*Directive:*
Output nothing but the lines from the line with "You are given a photograph. For the concrete curb" through the end of the listing below, both ends included.
--- START Data lines ---
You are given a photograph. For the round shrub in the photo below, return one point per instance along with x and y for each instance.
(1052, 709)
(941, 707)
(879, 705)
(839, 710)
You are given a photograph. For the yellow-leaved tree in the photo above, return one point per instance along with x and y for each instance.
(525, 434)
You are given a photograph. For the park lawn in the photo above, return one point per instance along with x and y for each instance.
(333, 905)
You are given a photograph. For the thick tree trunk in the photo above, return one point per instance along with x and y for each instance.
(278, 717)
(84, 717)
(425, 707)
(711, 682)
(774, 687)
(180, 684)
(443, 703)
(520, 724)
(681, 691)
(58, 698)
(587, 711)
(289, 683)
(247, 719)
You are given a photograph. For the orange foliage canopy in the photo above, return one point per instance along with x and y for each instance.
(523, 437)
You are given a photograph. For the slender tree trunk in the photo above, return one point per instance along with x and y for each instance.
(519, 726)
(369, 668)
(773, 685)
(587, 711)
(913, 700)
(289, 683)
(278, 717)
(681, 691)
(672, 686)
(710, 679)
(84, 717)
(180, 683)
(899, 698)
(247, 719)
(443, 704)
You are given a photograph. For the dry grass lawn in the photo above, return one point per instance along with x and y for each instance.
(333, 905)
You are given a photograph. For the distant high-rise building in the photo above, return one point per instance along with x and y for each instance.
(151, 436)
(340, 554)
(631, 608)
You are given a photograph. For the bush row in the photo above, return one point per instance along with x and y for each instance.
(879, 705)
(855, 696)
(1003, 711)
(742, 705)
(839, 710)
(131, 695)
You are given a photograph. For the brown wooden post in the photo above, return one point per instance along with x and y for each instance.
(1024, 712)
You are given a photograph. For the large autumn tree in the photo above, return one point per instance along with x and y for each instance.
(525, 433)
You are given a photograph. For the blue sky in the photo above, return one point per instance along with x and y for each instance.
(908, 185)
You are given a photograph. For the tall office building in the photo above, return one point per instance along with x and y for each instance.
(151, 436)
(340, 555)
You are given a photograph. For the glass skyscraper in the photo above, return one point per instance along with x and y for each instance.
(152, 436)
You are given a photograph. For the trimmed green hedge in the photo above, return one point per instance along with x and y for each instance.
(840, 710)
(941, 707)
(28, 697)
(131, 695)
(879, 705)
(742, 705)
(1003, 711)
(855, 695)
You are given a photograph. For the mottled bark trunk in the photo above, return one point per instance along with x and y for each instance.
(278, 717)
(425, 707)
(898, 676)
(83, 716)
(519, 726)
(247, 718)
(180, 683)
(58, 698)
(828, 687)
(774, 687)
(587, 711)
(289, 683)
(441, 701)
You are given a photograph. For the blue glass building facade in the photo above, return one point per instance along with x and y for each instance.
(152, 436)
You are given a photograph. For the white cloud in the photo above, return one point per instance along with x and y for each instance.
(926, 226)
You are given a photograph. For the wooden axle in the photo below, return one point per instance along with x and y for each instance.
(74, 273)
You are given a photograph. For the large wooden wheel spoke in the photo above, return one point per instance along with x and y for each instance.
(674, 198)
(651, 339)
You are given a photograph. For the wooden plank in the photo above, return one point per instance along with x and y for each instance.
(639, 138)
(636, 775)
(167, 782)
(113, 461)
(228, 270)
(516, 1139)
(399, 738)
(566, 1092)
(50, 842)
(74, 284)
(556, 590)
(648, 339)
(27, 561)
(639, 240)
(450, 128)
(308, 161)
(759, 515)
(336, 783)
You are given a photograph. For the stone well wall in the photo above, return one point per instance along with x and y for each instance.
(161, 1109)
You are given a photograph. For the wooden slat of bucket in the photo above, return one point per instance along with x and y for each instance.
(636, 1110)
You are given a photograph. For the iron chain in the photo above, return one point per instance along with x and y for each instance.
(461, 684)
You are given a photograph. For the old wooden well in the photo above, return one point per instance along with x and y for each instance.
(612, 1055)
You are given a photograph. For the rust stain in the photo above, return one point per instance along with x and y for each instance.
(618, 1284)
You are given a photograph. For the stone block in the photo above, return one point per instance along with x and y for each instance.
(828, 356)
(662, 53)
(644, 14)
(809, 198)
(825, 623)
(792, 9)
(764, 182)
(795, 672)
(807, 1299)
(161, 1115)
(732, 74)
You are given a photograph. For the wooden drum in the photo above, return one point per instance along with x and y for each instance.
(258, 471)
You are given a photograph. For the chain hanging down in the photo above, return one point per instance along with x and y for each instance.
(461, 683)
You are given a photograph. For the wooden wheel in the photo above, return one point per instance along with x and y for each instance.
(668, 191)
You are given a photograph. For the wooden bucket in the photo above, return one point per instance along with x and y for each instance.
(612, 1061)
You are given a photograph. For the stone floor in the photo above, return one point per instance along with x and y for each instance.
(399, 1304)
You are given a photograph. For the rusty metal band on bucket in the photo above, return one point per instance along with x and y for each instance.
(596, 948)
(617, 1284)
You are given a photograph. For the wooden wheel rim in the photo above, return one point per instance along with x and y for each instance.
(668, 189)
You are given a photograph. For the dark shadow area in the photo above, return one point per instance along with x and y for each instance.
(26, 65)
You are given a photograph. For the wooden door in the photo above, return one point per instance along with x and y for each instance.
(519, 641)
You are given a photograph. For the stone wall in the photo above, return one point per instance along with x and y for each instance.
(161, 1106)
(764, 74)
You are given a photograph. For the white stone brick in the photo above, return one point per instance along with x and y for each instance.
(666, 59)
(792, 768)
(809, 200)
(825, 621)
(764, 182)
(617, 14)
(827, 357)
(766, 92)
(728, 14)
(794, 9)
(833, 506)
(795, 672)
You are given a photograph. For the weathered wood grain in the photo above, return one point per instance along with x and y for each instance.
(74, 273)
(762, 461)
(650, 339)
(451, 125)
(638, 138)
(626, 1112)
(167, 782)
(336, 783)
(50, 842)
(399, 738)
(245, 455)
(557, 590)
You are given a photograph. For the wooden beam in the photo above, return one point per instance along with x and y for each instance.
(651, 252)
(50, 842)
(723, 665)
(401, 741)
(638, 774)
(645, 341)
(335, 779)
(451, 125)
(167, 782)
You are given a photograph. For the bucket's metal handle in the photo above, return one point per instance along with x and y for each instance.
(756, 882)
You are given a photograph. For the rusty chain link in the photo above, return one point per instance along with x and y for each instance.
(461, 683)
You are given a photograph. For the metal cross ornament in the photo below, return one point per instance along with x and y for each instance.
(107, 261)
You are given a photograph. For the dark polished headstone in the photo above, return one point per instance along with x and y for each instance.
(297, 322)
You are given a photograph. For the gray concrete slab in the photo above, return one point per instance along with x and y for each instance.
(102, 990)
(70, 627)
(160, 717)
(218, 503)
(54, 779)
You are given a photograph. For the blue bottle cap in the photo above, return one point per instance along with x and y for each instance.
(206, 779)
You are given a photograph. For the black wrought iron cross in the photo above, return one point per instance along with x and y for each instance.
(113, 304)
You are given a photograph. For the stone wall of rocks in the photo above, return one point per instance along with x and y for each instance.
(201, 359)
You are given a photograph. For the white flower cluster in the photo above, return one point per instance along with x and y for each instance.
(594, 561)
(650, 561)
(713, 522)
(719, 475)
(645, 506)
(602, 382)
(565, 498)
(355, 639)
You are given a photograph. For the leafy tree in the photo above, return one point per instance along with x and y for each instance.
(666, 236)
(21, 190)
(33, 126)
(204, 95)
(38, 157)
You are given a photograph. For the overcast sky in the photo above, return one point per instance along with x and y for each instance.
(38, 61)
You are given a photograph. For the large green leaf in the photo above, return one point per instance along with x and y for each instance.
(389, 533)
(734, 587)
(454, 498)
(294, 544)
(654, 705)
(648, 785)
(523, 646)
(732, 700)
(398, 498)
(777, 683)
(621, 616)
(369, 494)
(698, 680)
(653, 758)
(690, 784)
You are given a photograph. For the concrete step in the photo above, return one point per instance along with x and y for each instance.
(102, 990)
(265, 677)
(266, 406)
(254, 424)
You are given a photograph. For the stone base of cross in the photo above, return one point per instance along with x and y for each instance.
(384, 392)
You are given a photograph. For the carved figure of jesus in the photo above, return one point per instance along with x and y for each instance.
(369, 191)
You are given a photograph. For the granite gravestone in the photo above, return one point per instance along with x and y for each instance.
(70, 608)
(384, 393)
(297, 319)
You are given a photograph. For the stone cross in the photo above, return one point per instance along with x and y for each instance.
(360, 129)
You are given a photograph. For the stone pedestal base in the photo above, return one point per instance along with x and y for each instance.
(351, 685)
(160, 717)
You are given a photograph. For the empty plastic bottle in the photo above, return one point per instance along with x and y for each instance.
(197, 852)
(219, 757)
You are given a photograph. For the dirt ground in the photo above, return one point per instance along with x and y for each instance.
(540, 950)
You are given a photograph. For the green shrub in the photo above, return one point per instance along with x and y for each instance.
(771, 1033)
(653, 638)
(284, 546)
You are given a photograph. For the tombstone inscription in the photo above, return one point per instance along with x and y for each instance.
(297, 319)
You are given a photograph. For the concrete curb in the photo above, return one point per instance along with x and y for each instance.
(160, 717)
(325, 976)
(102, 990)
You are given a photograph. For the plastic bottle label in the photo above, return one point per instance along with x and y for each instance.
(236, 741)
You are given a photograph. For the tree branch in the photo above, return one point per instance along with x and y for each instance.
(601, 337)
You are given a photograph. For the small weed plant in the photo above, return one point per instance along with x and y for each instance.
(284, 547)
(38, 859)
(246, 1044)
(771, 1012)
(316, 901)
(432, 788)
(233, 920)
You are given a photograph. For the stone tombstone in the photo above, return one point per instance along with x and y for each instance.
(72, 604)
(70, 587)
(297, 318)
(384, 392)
--- END Data lines ---
*Final result:*
You are given a photograph. For the concrete curb in the photo above, return one point per instance along with x and y for each instance.
(160, 717)
(325, 976)
(102, 990)
You are given a photograph. For the plastic bottle label in the photo above, return one point per instance along with x and y for each instance.
(236, 741)
You are given a photograph. For the tree branch in the photo above, return one point per instance along with x and y for each instance.
(601, 337)
You are given a photograph. For the small weed plant in the photo above, return one point per instance along with x and y for each instance.
(284, 547)
(38, 859)
(246, 1044)
(771, 1012)
(316, 901)
(432, 788)
(233, 920)
You are given a photograph. For the stone tombstone in the photo above, return one point per instance along with x and y for each instance.
(72, 604)
(70, 587)
(297, 318)
(384, 392)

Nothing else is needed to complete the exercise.